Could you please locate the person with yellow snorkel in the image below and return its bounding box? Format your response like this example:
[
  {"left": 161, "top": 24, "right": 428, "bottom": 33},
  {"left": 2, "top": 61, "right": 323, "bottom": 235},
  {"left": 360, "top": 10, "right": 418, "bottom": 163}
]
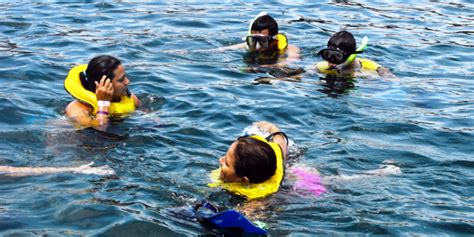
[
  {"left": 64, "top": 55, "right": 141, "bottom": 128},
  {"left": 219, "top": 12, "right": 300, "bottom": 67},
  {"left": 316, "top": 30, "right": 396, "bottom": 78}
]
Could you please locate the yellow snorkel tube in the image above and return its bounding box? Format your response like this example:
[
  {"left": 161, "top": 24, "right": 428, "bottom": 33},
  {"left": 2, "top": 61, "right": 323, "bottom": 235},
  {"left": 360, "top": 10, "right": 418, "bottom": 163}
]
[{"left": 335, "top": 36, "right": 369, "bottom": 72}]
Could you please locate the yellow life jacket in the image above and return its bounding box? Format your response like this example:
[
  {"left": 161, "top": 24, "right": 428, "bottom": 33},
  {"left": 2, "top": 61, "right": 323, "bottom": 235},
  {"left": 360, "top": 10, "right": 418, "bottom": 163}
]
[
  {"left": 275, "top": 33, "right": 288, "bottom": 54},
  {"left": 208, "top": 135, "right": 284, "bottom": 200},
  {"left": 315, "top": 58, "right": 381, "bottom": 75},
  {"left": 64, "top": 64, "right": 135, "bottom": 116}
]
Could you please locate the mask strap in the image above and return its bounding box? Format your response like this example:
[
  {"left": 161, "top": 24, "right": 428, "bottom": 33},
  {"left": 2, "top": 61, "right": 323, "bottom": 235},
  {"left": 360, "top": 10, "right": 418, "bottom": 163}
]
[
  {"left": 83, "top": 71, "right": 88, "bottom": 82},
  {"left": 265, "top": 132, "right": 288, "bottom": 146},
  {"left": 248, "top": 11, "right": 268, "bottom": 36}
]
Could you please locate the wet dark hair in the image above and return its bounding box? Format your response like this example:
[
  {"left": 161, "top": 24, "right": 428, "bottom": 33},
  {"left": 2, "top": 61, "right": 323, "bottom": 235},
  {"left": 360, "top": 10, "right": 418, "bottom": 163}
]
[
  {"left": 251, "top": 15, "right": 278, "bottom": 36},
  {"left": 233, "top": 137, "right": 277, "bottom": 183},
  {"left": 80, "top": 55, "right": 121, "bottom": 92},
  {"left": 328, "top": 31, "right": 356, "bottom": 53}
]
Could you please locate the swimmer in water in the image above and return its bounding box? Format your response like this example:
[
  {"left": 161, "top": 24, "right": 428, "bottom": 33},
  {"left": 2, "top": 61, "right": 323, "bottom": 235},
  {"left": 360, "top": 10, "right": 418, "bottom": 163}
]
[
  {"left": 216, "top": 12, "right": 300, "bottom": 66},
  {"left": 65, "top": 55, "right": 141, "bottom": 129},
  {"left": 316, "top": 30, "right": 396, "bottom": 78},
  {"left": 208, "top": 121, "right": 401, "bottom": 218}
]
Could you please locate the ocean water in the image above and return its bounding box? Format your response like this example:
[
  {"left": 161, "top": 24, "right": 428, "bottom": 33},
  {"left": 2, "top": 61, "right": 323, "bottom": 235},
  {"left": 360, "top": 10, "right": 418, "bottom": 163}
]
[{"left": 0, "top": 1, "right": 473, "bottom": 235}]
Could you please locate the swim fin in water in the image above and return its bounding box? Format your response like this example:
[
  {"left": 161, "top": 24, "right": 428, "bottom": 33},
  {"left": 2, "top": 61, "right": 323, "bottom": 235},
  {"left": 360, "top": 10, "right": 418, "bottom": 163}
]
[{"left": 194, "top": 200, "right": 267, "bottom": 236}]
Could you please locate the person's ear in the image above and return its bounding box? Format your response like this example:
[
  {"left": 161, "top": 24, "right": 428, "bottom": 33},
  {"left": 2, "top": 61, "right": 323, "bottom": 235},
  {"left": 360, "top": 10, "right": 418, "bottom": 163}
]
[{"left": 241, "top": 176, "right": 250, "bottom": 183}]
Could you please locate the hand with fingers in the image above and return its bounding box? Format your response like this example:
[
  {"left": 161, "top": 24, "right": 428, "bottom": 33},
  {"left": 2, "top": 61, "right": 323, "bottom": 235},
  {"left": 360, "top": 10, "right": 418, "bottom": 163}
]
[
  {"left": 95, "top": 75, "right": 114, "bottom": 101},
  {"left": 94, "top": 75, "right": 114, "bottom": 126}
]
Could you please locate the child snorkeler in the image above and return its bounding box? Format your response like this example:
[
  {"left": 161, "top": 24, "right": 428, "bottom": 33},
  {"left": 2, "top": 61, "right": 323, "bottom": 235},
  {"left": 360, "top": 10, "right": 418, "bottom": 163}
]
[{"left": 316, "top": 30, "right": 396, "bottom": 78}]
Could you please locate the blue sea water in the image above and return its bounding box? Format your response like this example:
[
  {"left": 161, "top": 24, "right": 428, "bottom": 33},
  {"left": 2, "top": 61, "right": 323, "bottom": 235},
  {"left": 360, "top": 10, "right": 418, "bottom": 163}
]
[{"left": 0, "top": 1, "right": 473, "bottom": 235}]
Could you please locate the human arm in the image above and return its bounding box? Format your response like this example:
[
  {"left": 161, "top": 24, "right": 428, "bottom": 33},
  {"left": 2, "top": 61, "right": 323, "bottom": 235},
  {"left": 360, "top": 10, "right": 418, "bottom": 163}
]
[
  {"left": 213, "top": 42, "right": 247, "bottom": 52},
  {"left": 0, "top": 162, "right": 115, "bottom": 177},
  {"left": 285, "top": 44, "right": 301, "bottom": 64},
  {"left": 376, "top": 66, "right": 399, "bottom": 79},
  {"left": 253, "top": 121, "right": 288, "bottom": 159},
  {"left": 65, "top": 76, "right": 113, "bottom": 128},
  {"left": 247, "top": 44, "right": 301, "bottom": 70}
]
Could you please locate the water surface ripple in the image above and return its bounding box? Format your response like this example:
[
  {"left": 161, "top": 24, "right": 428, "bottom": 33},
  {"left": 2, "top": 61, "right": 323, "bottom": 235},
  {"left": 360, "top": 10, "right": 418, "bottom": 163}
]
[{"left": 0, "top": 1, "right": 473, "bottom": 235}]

::::

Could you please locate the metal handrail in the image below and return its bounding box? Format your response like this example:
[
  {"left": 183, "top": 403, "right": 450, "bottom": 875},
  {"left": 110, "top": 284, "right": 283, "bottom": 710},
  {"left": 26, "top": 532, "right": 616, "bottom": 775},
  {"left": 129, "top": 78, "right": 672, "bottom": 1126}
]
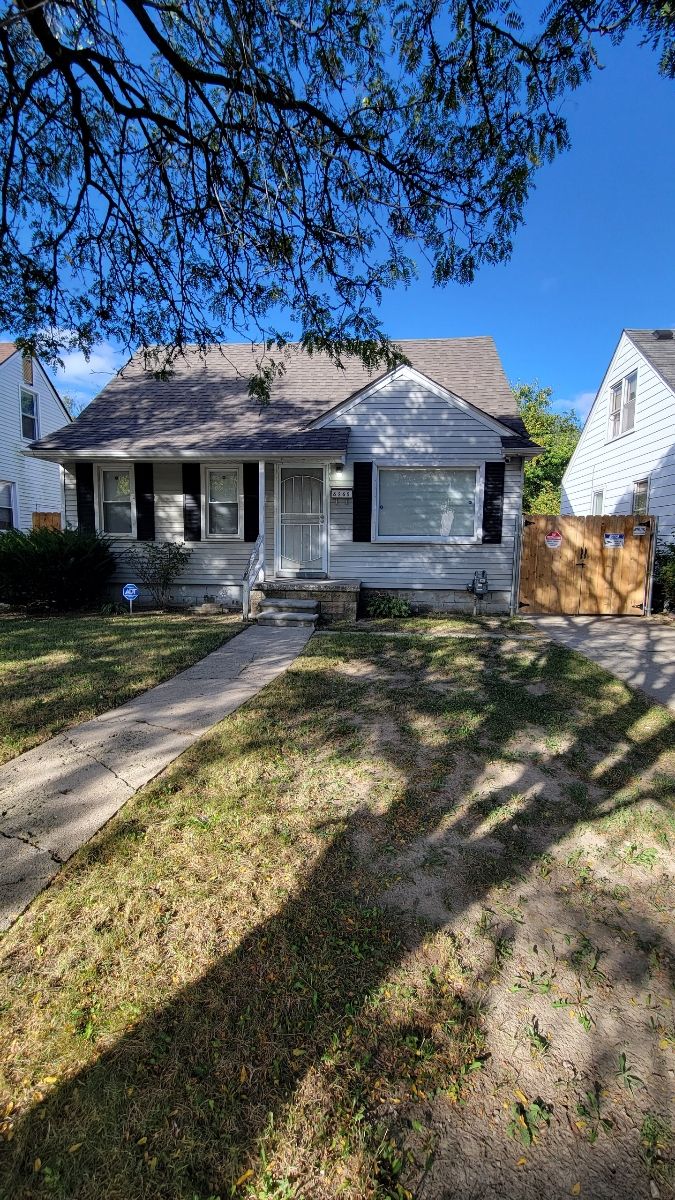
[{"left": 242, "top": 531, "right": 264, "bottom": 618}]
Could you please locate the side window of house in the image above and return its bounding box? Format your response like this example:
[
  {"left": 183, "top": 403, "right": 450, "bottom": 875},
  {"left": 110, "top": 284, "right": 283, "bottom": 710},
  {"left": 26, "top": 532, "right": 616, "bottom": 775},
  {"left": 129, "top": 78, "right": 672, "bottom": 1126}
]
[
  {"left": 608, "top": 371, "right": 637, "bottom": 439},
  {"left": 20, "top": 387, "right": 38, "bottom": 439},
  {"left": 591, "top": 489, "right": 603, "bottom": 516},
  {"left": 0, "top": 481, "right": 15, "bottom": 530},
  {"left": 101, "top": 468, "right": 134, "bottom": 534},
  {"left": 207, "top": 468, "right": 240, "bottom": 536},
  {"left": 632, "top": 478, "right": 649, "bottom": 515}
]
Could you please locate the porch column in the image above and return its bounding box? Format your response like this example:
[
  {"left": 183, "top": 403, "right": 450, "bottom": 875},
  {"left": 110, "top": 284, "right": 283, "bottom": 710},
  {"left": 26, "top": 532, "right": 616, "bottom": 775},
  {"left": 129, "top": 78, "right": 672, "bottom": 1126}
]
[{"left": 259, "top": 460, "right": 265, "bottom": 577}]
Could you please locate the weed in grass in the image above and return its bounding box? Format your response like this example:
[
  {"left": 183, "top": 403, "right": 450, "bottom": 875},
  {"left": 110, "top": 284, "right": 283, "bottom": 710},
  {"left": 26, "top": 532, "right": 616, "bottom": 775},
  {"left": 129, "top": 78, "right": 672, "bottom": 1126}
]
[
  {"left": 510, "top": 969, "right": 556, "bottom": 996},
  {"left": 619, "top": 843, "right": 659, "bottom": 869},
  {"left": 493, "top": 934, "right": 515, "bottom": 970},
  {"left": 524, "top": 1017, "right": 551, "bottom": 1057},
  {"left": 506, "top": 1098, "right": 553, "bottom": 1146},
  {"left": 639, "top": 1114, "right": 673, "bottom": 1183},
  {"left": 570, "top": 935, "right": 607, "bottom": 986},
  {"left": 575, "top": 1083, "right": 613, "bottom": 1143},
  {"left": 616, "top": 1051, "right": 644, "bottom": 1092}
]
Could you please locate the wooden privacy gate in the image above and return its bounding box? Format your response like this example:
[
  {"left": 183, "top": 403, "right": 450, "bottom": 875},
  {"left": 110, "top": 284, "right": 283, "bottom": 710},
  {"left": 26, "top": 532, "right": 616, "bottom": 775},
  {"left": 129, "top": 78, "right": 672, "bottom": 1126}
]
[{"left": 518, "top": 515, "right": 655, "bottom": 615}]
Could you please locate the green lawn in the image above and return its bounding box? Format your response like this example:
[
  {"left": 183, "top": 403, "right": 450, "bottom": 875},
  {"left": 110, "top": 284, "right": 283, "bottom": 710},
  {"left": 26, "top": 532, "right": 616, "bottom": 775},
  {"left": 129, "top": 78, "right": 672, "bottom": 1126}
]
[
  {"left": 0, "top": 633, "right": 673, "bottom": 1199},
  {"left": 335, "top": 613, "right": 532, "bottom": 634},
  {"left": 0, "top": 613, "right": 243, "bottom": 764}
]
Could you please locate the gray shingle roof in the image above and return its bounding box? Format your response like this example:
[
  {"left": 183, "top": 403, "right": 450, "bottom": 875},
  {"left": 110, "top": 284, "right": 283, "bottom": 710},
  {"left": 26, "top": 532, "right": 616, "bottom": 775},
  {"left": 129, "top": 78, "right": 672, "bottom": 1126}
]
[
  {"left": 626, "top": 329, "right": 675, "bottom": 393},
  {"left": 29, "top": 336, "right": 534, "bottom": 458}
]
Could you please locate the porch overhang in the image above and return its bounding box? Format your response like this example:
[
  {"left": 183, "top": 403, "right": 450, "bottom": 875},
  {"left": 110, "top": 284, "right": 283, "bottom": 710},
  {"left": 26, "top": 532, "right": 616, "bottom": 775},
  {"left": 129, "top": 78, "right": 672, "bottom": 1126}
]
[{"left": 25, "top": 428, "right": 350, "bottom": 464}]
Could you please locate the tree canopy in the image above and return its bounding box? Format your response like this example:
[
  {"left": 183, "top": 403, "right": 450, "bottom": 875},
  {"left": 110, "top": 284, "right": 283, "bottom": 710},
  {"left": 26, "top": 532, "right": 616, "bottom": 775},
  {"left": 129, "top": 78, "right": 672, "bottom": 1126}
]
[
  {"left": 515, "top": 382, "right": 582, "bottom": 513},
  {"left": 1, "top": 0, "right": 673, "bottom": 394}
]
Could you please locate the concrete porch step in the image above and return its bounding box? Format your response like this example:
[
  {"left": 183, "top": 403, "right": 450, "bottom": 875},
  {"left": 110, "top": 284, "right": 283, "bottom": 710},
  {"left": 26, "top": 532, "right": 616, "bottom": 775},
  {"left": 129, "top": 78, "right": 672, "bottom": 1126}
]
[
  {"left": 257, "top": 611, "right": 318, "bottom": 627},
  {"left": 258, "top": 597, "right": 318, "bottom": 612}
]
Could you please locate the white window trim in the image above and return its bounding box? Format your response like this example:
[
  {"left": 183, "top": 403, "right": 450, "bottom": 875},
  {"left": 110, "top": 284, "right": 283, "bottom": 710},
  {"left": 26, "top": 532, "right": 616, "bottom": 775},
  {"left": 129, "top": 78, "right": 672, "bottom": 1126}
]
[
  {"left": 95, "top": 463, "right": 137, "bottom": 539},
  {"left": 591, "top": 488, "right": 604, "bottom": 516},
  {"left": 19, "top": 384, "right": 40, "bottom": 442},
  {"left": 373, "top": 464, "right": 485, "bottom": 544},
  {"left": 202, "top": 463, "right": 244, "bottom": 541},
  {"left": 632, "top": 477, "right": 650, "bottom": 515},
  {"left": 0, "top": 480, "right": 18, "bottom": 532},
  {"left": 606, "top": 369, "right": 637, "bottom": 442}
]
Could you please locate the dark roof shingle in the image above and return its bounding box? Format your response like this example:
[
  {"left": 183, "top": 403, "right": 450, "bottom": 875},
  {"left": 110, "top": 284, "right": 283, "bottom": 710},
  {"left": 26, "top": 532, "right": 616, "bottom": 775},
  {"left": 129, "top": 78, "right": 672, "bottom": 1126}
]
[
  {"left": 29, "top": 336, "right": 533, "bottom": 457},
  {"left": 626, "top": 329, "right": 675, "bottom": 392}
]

::::

### TASK DESCRIPTION
In the entries above, find every line holding the word "below" and copy it out.

### RESPONSE
Could you please locate the person with yellow snorkel in the image below and return its bounding box? Format your response like this example:
Could you please locate the metal handrail in the image below and return its bounding box? Format your response like this example:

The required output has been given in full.